### Dataset entries:
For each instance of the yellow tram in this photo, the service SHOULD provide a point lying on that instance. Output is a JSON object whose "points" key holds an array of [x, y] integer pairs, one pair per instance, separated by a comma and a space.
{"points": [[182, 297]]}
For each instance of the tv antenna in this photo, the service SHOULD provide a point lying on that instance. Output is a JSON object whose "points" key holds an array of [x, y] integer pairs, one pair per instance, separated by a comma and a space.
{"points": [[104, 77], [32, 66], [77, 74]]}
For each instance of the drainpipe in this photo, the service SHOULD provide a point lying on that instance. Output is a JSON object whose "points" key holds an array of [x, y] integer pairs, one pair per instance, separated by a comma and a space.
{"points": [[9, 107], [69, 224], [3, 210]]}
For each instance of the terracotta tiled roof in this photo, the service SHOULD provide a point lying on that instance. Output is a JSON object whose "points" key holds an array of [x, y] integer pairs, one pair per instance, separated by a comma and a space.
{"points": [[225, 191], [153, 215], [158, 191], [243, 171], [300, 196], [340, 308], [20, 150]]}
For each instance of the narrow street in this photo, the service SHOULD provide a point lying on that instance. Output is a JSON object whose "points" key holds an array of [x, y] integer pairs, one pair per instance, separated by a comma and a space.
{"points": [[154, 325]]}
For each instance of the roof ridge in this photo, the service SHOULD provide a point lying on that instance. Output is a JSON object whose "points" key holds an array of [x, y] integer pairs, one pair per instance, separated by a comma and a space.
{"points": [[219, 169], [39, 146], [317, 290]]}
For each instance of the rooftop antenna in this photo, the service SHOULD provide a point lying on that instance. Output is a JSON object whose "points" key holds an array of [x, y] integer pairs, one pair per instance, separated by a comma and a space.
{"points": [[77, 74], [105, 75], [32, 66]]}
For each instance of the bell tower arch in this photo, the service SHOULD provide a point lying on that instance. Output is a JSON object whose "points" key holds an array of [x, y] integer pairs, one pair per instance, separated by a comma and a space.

### Your assignment:
Reproduce the entries above in full, exactly as they read.

### Solved problem:
For each instance of the yellow tram in this photo, the service SHOULD provide a point lying on that instance. Output is a JSON object whose "points" key holds an array of [x, y] integer pairs, one pair per instance, separated by a comma and a space.
{"points": [[182, 297]]}
For each instance of the tv antenna in this photo, the service SHOULD provide a point lying on that instance. Output is a JSON object whose "points" key holds an array of [x, y] integer pairs, one pair per instance, separated by a comma and a space.
{"points": [[104, 77], [32, 66], [77, 74]]}
For each instance of the drainpipe in this photo, the service SHOULD provide a point lying on that instance. Output is a JSON object whose "points" key holds an array of [x, y] integer pairs, one pair per instance, separated by a comma and a space.
{"points": [[9, 107], [69, 224], [3, 210]]}
For each instance of the terracotta tiled roof in this photo, the service SHOULD provide a point lying on that instance. Output is a JSON object whose "points" key holds an array of [x, y] integer pairs, one pair per instance, separated by a comma and a space.
{"points": [[225, 191], [153, 215], [158, 191], [243, 171], [300, 196], [340, 308], [20, 150]]}
For each instance of the narrow street in this photo, the service SHOULD provide a point lying on that instance. Output is a JSON object whose "points" key holds an array of [x, y] integer pairs, one pair per instance, separated by a comma and a space.
{"points": [[154, 325]]}
For each instance of the roof ridge in this photo, the service SHOULD provide a point lying on that instance. Output is a JSON object whose "points" key holds an array of [x, y] integer pairs, one pair per instance, separated by a comma and a space.
{"points": [[219, 169], [39, 146], [317, 290]]}
For each instance of the rooftop antenna in this photo, the service SHOULD provide a point lying on that instance. Output is a JSON object whose "points" key holds an array of [x, y] integer pairs, one pair per instance, separated by a comma and a space.
{"points": [[77, 74], [105, 75], [32, 66]]}
For each instance of the bell tower arch in this photo, the service SHOULD provide a point lying on that instance. Output is a JSON object whose "points" key holds an array of [x, y] integer pairs, one pair per instance, separated by a comma and a space.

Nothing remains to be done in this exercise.